Whenever a line in the data holds the string "distant", pull that line out.
[Opening Task input section]
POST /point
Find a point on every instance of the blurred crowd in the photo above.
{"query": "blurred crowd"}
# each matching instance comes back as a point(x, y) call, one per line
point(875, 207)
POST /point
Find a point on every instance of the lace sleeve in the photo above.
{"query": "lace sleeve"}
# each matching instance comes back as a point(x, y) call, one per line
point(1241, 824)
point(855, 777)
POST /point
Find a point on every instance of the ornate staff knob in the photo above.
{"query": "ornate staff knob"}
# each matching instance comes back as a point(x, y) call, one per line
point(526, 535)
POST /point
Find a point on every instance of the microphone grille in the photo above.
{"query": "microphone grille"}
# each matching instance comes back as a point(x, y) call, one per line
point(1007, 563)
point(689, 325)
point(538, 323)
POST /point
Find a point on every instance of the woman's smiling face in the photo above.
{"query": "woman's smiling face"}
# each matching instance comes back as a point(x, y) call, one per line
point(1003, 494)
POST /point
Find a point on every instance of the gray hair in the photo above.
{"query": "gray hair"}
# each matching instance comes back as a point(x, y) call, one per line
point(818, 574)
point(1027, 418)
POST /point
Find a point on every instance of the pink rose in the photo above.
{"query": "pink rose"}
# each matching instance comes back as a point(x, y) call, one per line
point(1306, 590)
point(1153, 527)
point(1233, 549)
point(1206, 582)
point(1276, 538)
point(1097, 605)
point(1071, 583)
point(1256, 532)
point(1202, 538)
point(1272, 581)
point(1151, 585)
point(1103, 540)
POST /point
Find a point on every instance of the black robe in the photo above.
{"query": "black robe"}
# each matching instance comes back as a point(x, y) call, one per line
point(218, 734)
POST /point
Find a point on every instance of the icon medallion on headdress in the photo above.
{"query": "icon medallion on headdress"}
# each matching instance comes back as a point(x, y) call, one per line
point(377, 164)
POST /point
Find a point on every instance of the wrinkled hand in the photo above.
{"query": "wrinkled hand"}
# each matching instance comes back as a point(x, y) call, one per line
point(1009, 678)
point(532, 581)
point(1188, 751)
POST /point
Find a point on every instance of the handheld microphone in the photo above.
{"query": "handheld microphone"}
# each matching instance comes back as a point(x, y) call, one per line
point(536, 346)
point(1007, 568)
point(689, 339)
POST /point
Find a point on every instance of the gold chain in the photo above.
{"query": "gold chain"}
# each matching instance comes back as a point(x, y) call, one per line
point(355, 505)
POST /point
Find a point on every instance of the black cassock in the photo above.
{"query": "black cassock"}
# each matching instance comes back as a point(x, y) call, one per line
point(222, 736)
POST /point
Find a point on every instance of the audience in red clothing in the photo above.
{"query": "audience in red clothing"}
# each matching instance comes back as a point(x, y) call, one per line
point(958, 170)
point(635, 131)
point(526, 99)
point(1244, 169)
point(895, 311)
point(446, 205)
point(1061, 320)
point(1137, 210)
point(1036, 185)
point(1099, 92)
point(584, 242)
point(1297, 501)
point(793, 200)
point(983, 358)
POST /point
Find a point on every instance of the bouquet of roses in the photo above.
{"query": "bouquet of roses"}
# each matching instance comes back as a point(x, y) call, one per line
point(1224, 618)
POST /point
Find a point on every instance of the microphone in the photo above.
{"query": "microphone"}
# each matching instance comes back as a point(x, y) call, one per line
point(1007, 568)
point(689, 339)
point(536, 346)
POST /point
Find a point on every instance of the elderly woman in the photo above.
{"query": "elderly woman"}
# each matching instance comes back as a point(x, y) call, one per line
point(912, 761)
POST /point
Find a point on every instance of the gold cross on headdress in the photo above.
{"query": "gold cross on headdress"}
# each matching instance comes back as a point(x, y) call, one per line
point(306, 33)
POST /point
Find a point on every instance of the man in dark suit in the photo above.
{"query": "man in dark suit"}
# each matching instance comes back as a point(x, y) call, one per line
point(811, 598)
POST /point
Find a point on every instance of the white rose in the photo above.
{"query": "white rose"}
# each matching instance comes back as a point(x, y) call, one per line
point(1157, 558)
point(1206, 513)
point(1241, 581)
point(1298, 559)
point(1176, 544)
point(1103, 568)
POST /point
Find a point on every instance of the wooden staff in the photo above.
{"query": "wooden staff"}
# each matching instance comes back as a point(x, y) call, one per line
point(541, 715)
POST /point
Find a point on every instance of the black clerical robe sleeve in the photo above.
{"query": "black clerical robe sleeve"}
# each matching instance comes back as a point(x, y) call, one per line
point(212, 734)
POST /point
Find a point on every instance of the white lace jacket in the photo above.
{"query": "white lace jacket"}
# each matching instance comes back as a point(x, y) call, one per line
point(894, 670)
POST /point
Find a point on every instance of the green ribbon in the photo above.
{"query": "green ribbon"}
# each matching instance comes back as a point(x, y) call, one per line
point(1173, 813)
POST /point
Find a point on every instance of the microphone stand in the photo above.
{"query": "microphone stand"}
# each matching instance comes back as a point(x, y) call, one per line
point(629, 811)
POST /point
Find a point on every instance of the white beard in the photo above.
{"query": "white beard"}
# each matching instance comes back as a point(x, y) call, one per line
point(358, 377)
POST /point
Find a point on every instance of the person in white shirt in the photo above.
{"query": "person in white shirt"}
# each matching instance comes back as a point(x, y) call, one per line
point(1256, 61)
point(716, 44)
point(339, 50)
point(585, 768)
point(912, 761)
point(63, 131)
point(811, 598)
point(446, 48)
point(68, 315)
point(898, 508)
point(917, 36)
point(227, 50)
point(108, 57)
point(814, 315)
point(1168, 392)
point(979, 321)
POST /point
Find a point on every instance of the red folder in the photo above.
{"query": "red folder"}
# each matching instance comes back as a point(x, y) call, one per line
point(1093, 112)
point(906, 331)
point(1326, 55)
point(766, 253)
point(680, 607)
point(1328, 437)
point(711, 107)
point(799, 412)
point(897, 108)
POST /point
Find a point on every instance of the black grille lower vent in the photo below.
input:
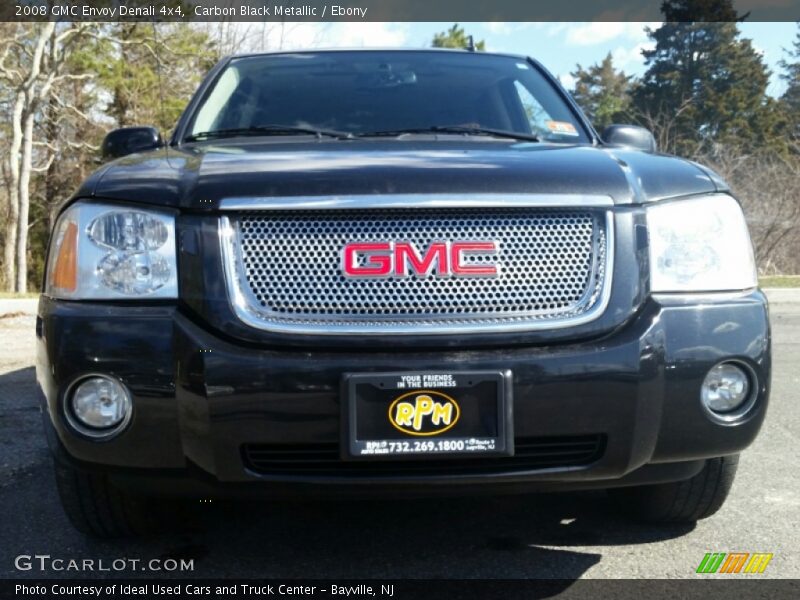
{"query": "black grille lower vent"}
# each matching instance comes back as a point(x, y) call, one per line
point(323, 459)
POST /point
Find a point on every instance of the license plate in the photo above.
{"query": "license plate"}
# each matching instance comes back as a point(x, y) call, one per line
point(419, 414)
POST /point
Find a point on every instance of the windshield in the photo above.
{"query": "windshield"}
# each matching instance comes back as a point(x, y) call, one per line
point(368, 92)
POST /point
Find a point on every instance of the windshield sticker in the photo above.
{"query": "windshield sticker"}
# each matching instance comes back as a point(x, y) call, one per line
point(561, 128)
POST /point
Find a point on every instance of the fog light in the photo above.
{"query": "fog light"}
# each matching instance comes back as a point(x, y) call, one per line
point(99, 406)
point(726, 388)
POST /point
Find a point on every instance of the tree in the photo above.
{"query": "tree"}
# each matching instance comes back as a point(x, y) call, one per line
point(152, 71)
point(55, 82)
point(455, 37)
point(704, 82)
point(791, 75)
point(603, 93)
point(32, 60)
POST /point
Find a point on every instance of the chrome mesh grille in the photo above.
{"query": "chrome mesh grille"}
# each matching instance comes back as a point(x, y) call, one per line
point(287, 267)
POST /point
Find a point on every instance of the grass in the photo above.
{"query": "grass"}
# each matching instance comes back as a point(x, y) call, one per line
point(779, 281)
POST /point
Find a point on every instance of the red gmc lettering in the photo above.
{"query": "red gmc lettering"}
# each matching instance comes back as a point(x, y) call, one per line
point(405, 252)
point(402, 259)
point(457, 251)
point(379, 259)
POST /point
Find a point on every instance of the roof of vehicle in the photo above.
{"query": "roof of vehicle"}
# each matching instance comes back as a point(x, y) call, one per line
point(362, 49)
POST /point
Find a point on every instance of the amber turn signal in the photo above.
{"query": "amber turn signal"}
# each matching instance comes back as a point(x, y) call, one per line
point(65, 273)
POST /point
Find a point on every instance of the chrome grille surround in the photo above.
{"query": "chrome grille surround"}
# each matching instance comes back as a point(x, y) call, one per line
point(282, 261)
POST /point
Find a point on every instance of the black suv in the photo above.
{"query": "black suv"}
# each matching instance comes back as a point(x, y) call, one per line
point(397, 272)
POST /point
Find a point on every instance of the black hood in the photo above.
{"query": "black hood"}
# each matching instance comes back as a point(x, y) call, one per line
point(199, 176)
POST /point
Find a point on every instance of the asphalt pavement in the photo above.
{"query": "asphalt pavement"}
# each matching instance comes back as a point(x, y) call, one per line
point(570, 536)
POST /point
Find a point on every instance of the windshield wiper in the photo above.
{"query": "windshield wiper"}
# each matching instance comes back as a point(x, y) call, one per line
point(268, 130)
point(463, 129)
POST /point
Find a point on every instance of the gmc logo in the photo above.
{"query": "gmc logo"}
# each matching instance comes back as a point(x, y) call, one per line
point(402, 259)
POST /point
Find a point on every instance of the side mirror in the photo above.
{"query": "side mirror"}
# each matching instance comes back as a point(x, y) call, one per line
point(631, 136)
point(128, 140)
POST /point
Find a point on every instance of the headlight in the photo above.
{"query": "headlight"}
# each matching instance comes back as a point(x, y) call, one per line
point(102, 251)
point(700, 245)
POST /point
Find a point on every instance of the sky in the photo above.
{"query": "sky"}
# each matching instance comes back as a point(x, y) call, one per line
point(558, 46)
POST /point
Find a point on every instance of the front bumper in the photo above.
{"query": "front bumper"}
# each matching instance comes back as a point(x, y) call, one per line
point(203, 402)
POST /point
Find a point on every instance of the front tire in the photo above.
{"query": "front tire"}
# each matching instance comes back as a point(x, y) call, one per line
point(681, 501)
point(97, 508)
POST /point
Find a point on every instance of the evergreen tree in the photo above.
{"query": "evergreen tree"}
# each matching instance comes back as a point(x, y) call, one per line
point(603, 93)
point(455, 37)
point(704, 83)
point(791, 75)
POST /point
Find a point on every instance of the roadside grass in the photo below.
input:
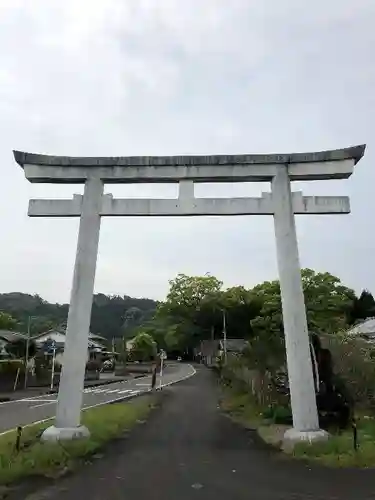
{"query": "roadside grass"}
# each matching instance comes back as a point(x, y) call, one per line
point(37, 458)
point(338, 451)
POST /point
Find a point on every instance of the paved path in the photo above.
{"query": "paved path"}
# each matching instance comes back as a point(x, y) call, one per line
point(189, 450)
point(33, 409)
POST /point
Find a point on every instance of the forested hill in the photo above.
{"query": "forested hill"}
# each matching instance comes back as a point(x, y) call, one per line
point(112, 316)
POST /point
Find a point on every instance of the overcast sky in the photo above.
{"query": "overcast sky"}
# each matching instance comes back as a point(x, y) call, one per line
point(149, 77)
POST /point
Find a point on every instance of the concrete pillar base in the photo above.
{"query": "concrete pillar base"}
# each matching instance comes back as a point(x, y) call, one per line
point(293, 436)
point(65, 433)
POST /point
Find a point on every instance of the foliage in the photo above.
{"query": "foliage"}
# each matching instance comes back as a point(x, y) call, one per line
point(144, 348)
point(328, 303)
point(194, 311)
point(11, 366)
point(112, 316)
point(363, 307)
point(37, 458)
point(18, 348)
point(339, 451)
point(7, 322)
point(354, 364)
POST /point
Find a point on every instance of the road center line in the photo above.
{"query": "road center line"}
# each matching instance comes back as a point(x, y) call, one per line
point(43, 404)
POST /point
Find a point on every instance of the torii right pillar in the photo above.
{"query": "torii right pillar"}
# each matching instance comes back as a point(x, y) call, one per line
point(300, 374)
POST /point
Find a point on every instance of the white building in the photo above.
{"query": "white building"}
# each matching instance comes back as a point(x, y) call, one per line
point(365, 330)
point(96, 343)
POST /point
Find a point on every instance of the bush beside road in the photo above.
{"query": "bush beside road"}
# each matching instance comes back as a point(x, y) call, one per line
point(337, 452)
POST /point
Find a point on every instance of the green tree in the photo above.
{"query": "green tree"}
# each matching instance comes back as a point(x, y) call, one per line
point(362, 307)
point(144, 347)
point(328, 303)
point(7, 322)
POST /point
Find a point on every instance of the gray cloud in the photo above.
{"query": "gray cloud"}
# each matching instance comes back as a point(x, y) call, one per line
point(171, 77)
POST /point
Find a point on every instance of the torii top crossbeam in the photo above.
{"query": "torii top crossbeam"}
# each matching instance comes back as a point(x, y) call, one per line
point(323, 165)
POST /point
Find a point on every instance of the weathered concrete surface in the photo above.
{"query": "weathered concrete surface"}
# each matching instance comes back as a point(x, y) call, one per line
point(189, 450)
point(77, 332)
point(186, 207)
point(335, 164)
point(301, 381)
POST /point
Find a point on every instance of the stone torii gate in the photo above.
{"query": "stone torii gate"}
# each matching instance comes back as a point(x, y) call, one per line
point(281, 202)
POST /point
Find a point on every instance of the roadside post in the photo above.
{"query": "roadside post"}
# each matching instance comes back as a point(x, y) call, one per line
point(163, 356)
point(53, 363)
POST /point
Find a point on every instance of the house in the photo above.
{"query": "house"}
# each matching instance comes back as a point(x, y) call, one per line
point(365, 330)
point(7, 337)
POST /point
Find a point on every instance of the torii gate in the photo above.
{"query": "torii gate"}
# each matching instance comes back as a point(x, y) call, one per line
point(279, 169)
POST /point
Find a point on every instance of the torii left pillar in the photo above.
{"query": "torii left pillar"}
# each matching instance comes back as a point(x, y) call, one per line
point(67, 424)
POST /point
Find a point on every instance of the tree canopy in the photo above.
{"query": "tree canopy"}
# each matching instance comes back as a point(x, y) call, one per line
point(195, 306)
point(7, 322)
point(112, 316)
point(144, 348)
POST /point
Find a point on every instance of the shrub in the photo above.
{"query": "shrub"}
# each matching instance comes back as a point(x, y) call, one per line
point(354, 364)
point(10, 366)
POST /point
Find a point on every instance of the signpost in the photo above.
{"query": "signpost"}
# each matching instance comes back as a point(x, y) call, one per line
point(53, 346)
point(163, 356)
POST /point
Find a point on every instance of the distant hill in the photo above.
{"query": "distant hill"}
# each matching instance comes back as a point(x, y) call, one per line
point(112, 315)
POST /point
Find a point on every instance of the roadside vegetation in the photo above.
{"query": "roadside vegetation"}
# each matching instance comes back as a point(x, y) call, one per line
point(37, 458)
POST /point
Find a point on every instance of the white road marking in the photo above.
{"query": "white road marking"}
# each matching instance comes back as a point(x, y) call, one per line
point(43, 404)
point(98, 404)
point(36, 400)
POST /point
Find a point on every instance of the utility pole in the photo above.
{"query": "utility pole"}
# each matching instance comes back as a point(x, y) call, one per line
point(27, 349)
point(224, 336)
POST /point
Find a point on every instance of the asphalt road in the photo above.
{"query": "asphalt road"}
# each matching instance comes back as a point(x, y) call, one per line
point(28, 410)
point(188, 450)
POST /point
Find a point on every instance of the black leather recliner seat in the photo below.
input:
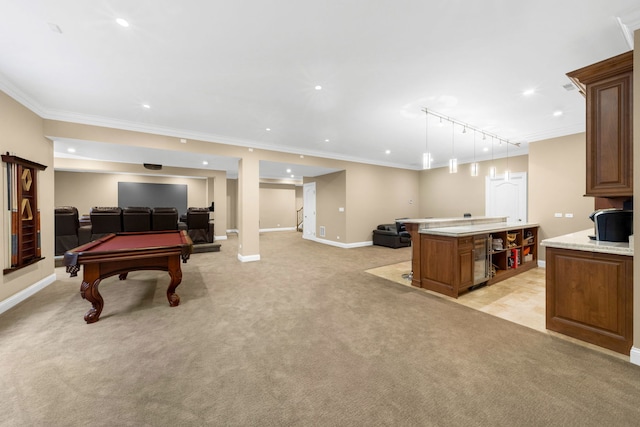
[Closing Task input section]
▸ Completed task
Find a point on every instance of the distant hill in the photo above.
{"query": "distant hill"}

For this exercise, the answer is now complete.